**Work required**
Please rewrite the records below with every "Found at" changed to "Located at" and nothing else altered.

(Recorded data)
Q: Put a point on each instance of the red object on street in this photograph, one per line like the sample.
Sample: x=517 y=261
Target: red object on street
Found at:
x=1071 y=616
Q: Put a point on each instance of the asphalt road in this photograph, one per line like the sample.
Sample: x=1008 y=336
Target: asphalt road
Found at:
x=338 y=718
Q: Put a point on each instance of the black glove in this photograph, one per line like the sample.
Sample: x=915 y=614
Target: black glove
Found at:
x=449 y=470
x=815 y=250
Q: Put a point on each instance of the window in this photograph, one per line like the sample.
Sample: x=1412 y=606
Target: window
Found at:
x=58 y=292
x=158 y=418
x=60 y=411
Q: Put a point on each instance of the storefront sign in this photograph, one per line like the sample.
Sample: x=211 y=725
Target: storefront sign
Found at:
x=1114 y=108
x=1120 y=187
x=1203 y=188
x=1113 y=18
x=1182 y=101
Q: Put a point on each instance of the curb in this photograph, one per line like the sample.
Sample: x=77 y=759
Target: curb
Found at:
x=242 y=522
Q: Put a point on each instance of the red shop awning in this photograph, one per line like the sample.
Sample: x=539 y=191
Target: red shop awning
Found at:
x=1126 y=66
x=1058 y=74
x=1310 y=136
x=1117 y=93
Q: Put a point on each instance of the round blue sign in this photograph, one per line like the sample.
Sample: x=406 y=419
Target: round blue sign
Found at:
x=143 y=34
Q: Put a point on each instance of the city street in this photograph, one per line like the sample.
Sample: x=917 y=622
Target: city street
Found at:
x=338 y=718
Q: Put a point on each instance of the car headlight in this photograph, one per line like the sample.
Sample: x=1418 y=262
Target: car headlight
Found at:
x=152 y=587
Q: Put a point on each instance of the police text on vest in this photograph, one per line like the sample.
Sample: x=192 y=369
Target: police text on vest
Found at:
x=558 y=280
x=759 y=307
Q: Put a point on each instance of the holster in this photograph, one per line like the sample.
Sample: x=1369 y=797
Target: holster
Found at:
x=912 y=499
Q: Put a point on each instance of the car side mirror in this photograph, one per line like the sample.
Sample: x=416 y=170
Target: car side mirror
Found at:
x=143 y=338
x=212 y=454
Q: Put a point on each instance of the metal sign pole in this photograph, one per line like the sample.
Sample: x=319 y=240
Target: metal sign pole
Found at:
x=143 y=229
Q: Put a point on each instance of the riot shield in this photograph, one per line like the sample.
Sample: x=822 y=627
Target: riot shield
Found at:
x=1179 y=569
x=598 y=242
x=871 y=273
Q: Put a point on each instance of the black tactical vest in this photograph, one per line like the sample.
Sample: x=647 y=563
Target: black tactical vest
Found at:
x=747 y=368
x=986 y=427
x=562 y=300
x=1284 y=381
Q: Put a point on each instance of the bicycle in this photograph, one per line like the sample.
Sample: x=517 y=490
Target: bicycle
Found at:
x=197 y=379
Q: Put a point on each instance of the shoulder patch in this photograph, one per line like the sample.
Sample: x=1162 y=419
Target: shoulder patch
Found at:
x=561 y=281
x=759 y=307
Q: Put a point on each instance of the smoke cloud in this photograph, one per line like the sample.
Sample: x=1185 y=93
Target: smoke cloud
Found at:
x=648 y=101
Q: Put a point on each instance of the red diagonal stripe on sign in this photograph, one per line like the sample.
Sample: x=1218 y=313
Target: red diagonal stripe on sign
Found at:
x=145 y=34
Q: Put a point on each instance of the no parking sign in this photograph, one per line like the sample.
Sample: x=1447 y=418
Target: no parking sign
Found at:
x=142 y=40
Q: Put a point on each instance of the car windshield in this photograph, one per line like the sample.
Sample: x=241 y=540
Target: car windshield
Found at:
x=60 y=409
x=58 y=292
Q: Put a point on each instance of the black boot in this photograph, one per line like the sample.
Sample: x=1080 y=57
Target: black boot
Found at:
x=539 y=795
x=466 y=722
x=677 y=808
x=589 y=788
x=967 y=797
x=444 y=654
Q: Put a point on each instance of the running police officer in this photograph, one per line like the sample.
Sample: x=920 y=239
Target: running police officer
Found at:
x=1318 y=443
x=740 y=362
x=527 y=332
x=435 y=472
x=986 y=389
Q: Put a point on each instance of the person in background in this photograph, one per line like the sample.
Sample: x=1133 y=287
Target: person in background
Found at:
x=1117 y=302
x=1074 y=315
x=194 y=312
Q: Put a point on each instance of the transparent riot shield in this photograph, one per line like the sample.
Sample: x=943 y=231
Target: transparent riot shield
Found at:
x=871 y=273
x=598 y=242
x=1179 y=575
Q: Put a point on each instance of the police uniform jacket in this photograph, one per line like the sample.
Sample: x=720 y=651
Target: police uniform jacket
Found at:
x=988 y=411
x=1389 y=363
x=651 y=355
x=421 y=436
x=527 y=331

**Answer to the exercise**
Q: Put a point on each instance of the red object on street in this photograph, one per line like the sample.
Sample: x=517 y=261
Target: red object on street
Located at:
x=1071 y=616
Q: Put a point on each instance of the asphalt road in this photograph, one per line like the sample.
Sample: x=1008 y=336
Target: asphalt road
Located at:
x=338 y=718
Q: Put a point on each instance of the black glove in this photograph, one per line like the sample.
Sample: x=915 y=614
Target: black glove
Located at:
x=449 y=470
x=815 y=250
Q: Put a point on each instance of the window in this photograph, one per line like the sample.
Sample: x=1412 y=606
Target: window
Located at:
x=58 y=292
x=158 y=418
x=60 y=411
Q: Put a point on each instance of the storefront sign in this photograph, one per line like the sample.
Sample: x=211 y=725
Target: storefront sign
Located at:
x=1114 y=108
x=1120 y=187
x=1203 y=188
x=1113 y=18
x=1182 y=101
Q: Put a point on each instance of the curb in this photograph, one per line like the sample.
Sample: x=77 y=759
Target: curb
Located at:
x=242 y=522
Q: Put a point on each instance of the red shop awning in this photograph, one per line like the sample.
Sample: x=539 y=191
Target: red shop awning
Located at:
x=1126 y=66
x=1058 y=74
x=1310 y=136
x=1117 y=93
Q: Put a point on each instance of the round blue sign in this photograph, one per line like the sample.
Sample: x=406 y=419
Target: round blue sign
Located at:
x=143 y=34
Q: Put a point on each instance of the city street in this photograph, one per line like the sample.
Sample: x=917 y=622
Target: city street
Located at:
x=338 y=718
Q: Put a point on each instance of the car headlight in this photograph, one per line like the sample.
Sample: x=1418 y=262
Target: car headlight
Located at:
x=152 y=587
Q: Put a point on each instance of the police text on vest in this photograph, one per line like the sample.
Sample: x=192 y=369
Target: police text on vest
Located at:
x=558 y=280
x=759 y=307
Q: Put a point on each instance of the holster in this photograph, one per line like the sample.
Sample: x=1369 y=797
Target: holster
Located at:
x=912 y=499
Q: Put a point on each instance of the car side mirror in this photograph, one per line like the sample.
Sample: x=416 y=170
Target: car side mirror
Located at:
x=143 y=338
x=212 y=454
Q: Put a point on each instance of the metal sign pole in this photograph, one per line like the sample.
Sample: x=319 y=240
Target: metal sign pole
Located at:
x=143 y=229
Q: Put a point on each instance of the riot shield in this photograph, one per line like the sample.
Sample: x=822 y=627
Target: riot shield
Located at:
x=1179 y=569
x=598 y=242
x=871 y=273
Q: Put a point on each instance of the black tactical vest in this photograph, one per line like the sample.
Sample: x=647 y=563
Target: black tactical vest
Located at:
x=747 y=368
x=986 y=427
x=562 y=300
x=1284 y=381
Q: Put a point on each instance of the bicycle in this photograph, one per line like the sample.
Sample: x=517 y=490
Target: bicycle
Located at:
x=197 y=379
Q: Put a point on each instance of the shoulder patch in this photograph, one per line like the sample.
Sample: x=1162 y=419
Target: shoulder patch
Located at:
x=561 y=281
x=759 y=307
Q: Put a point on each instance of the smoke cloud in this photograph, one per line like the sample.
Sample: x=1185 y=93
Target: smoke cloud
Located at:
x=648 y=101
Q: Put a point on each instance of the red diagonal stripe on sign in this photograph, one per line like the sample.
Sample: x=1218 y=313
Target: red diagonal stripe on sign
Located at:
x=145 y=34
Q: Put a point on each instance of the no parking sign in this photograph, one per line like the sample.
Sample: x=1447 y=418
Target: no parking sign
Located at:
x=142 y=40
Q: Put a point on each instance of the car windshield in this photograph, one per line like the sample.
Sample: x=241 y=540
Target: car windshield
Located at:
x=60 y=409
x=58 y=292
Q: Put a point on each instance of the black boot in this photograph, one per line like the sample.
Sample: x=1080 y=57
Target: black boot
Located at:
x=539 y=795
x=466 y=722
x=677 y=808
x=589 y=788
x=967 y=797
x=444 y=654
Q: Put a point on each instance of the running police officer in this photograph, one per line like the sample.
Sample: x=920 y=239
Target: running police officer
Located at:
x=1318 y=443
x=740 y=362
x=527 y=332
x=435 y=472
x=986 y=389
Q: Put a point on each instance of the person in background in this photograph, one per line like the sample.
Sample: x=1133 y=287
Target: person in background
Located at:
x=1117 y=302
x=1074 y=315
x=194 y=312
Q: Put a point on each instance of the transparent riot shield in this photograph, one per line like the sample.
Sample: x=943 y=231
Target: transparent riot shield
Located at:
x=871 y=273
x=598 y=242
x=1179 y=575
Q: Put a point on each instance of the police uniform jacket in this photograph, one per line like the sample.
Sample: x=720 y=651
Target: police uniform jacket
Located at:
x=988 y=411
x=1389 y=363
x=651 y=355
x=421 y=436
x=527 y=331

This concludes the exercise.